== What is needed ==
Scan the entries below for the word "target" and copy every line in which it occurs.
*** Data provided Section Begins ***
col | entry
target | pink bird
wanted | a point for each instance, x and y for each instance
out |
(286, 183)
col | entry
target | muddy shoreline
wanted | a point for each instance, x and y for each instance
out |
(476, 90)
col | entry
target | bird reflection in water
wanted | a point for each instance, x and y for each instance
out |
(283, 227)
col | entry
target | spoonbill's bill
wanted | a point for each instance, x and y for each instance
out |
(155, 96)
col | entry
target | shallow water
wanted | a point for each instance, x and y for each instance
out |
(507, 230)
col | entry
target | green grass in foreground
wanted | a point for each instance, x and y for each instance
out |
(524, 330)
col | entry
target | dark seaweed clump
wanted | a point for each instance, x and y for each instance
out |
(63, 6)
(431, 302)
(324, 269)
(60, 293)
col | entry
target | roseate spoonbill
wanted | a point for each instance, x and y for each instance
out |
*** Data provided Section Ends ***
== Exercise output ==
target | pink bird
target | muddy shoreline
target | bird reflection in water
target | spoonbill's bill
target | shallow water
target | green grass in foreground
target | dark seaweed clump
target | roseate spoonbill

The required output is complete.